::: Document segment

10.9.2 The m/15 Rule
10.9.2.1 Limiting Sample Size (m)
Type of Response | Limiting Sample Size (m) |
---|---|
Continuous | Total sample size (n) |
Binary | min(n₁, n₂) smaller group |
Ordinal (k categories) | n - (1/n)Σnᵢ³ |
Survival time | Number of events/failures |
10.9.2.2 Basic Rule
- Number of parameters (p) should be < m/15
- Some situations require more conservative p < m/20
- Less conservative p < m/10 possible
10.9.3 Counting Parameters
10.9.3.1 Include ALL of these in your count:
- Main predictor variables
- Nonlinear terms
- Interaction terms
- Dummy variables for categorical predictors (k-1)
10.9.3.2 Example Parameter Count
Model components:
- Age (nonlinear, 3 knots) = 2 parameters
- Sex (binary) = 1 parameter
- Treatment (3 categories) = 2 parameters
- Age × Treatment interaction = 4 parameters
Total = 9 parameters
10.9.4 Special Considerations
10.9.4.1 Need More Conservative Ratios When:
- Predictors have narrow distributions
- e.g., age range 30-45 years only
- Highly unbalanced categorical variables
- e.g., 95% in one category
- Clustered measurements
- Small effect sizes expected
10.9.5 Practical Example
10.9.5.1 Binary Outcome Study
Study population:
- 1000 total patients
- 100 heart attacks
- 900 no heart attacks
Calculations:
m = min(100, 900) = 100
Maximum parameters = 100/15 ≈ 6-7
10.9.6 Alternative Approaches
10.9.6.1 Other Methods to Assess/Prevent Overfitting:
- Shrinkage estimates
- Cross-validation
- Bootstrap validation
- Penalized regression methods
10.9.7 Sample Size for Variance Estimation
- Need ~70 observations for ±20% precision in \(\sigma\) estimate
- Affects all standard errors and p-values
- Critical for reliable inference
10.9.8 Key Takeaways
- Count Everything: Include all terms in parameter count
- Be Conservative: Use m/15 as starting point
- Consider Context: Adjust for data peculiarities
- Validate: Use shrinkage or cross-validation
- Simplify: Prefer simpler models when in doubt
10.9.9 Practice Problems
Calculate maximum parameters for:
- 500 patients, continuous outcome
- 1000 patients, 150 events (survival)

::::::
::: Data shown

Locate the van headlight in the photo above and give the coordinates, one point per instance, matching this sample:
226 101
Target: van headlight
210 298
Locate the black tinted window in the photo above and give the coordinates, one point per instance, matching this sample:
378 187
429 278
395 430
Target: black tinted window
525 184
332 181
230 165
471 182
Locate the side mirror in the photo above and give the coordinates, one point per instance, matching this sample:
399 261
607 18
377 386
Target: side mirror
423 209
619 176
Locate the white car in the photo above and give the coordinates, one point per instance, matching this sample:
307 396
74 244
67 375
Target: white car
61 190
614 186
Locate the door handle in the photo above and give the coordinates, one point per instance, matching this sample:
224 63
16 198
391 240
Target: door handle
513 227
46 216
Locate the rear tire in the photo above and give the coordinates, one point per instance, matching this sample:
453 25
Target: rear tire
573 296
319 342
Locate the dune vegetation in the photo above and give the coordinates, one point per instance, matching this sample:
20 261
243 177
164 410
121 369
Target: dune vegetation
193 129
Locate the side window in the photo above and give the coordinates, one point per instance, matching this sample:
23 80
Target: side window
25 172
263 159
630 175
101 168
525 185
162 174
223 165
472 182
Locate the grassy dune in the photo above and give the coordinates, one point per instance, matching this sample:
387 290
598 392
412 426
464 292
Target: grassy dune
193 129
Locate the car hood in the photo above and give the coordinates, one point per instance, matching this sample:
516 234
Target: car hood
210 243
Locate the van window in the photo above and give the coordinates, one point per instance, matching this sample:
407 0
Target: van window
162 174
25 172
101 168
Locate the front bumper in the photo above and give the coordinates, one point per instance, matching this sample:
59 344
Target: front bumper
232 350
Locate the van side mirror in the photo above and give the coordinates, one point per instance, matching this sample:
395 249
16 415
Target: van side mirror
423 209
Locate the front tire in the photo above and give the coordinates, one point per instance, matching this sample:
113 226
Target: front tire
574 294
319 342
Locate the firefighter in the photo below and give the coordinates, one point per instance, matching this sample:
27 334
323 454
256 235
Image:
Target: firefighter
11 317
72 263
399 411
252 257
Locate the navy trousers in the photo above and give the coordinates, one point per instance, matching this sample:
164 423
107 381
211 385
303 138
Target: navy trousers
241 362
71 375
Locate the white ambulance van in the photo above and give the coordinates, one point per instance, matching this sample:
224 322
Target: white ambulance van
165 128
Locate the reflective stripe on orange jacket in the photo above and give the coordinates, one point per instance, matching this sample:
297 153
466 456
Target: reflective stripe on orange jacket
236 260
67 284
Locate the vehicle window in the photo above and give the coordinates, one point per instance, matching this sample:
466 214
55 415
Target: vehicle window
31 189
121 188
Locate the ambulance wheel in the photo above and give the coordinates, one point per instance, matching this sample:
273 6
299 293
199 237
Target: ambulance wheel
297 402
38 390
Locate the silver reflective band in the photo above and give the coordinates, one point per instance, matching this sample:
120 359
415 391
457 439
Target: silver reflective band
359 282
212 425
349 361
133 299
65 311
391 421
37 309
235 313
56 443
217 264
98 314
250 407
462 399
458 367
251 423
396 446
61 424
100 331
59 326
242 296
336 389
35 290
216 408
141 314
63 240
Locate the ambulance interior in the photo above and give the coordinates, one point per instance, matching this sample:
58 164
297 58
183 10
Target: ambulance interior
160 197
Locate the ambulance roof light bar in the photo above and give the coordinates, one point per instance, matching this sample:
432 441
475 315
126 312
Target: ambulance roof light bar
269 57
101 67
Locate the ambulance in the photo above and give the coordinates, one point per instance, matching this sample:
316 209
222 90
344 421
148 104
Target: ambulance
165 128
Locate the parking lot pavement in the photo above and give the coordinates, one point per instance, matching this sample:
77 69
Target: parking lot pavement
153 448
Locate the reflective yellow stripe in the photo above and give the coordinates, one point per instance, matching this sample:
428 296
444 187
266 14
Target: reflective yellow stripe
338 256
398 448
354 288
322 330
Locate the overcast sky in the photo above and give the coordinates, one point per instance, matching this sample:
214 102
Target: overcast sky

::::::

→ What to do: Carry on the notes on the m/15 rule from the point where they stop. None of the lines matter here.

→ Result:
- 300 patients, 50/250 binary outcome
Count parameters in model:
y ~ age + age² + sex + treatment*race where treatment has 3 levels and race has 4 levels
10.10 Shrinkage in Statistical Models: Understanding the Basics
10.10.1 Introduction
- Statistical models can suffer from overfitting
- Overfitting: model performs well on training data but poorly on new data
- Similar to memorizing test answers without understanding concepts
- Need methods to make models more reliable and generalizable
10.10.2 What is Shrinkage?
- Technique to prevent overfitting
- Makes model predictions more conservative and reliable
- Acts like a “leash” on model coefficients
- Helps handle regression to the mean
10.10.3 Example
- Study of 10 different medical treatments
- Some treatments appear very effective by chance
- When tested on new patients, effects usually less extreme
- Natural tendency for extreme results to move toward average
- This movement toward average is “shrinkage”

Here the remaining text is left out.